(Excerpted text)

Scaling Backwards: Minimal Synthetic Pre-training?¶
Conference: ECCV 2024
arXiv: 2408.00677
Code: GitHub
Area: LLM Pre-training
Keywords: synthetic pre-training, fractal images, minimal datasets, visual representation learning, ViT
TL;DR¶
Proposes 1p-frac—achieving pre-training performance comparable to the ImageNet-1k level using minute perturbations of a single fractal image. This challenges the conventional wisdom that "pre-training requires large-scale datasets" and reveals that the essence of pre-training might be closer to weight initialization than visual concept learning.
Background & Motivation¶
Background: Pre-training is a fundamental technology for current vision systems. Mainstream methods use large-scale real image datasets (1.28 million images in ImageNet-1k, 14 million images in ImageNet-21k) for supervised or self-supervised pre-training. Synthetic pre-training directions such as FractalDB (1 million fractal images) and OFDB (1,000 fractal images) have demonstrated that effective representations can be obtained without real images.
Limitations of Prior Work: The scale of foundation models continues to expand (from millions to billions of images), yet the essence of pre-training remains unclear—does it discover general visual concepts, or merely provide better weight initialization? Furthermore, large-scale real datasets suffer from privacy, copyright, and fairness issues.
Key Challenge: OFDB has reduced fractal images to 1,000, but further reducing the number of classes leads to performance degradation. The key question is: "How small can the minimal effective pre-training dataset actually be?"
Goal: To find the minimal purely synthetic pre-training dataset and investigate the minimum requirements for successful pre-training.
Key Insight: Instead of adding more images, "scaling backwards" is proposed—constructing "classes" using subtle parameter perturbations of a single fractal image, and training the model to distinguish these perturbations which are indistinguishable to the human eye.

(End Excerpted text)

— Complete the following —
[a] In the scaling-backwards text, swap "weight initialization" for "parameter initialization" and write out the passage between "Limitations of Prior" and "for successful pre-training.", inclusive.
[b] Translate this sentence from the scaling-backwards text into Spanish: "Pre-training is a fundamental technology for current vision systems."
The records that come next are separate material with no connection to the text.

(Material shown)

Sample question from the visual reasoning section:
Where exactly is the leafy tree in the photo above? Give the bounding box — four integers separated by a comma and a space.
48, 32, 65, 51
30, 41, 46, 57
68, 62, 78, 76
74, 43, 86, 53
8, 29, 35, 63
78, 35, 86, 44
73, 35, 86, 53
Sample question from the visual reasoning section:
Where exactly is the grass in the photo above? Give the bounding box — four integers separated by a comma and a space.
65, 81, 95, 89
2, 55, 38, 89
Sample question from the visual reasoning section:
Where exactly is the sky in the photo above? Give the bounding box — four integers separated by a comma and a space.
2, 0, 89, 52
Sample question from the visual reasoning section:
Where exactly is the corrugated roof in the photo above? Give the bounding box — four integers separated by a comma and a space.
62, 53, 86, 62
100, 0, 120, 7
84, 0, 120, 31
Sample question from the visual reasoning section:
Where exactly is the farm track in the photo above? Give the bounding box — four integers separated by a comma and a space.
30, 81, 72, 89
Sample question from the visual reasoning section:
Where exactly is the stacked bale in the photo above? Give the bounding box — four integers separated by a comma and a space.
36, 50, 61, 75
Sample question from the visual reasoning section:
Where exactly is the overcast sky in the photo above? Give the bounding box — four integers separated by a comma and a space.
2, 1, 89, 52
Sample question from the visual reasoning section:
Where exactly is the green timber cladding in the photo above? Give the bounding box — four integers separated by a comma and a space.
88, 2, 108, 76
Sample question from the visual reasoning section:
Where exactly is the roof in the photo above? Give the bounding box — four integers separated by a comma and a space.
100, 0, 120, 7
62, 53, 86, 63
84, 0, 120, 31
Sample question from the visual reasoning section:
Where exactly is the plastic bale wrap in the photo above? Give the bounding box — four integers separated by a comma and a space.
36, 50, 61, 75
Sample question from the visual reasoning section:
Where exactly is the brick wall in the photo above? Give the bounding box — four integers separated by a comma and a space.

(End Material shown)

— Responses —
[a]
Limitations of Prior Work: The scale of foundation models continues to expand (from millions to billions of images), yet the essence of pre-training remains unclear—does it discover general visual concepts, or merely provide better parameter initialization? Furthermore, large-scale real datasets suffer from privacy, copyright, and fairness issues.
Key Challenge: OFDB has reduced fractal images to 1,000, but further reducing the number of classes leads to performance degradation. The key question is: "How small can the minimal effective pre-training dataset actually be?"
Goal: To find the minimal purely synthetic pre-training dataset and investigate the minimum requirements for successful pre-training.

[b] El preentrenamiento es una tecnología fundamental para los sistemas de visión actuales.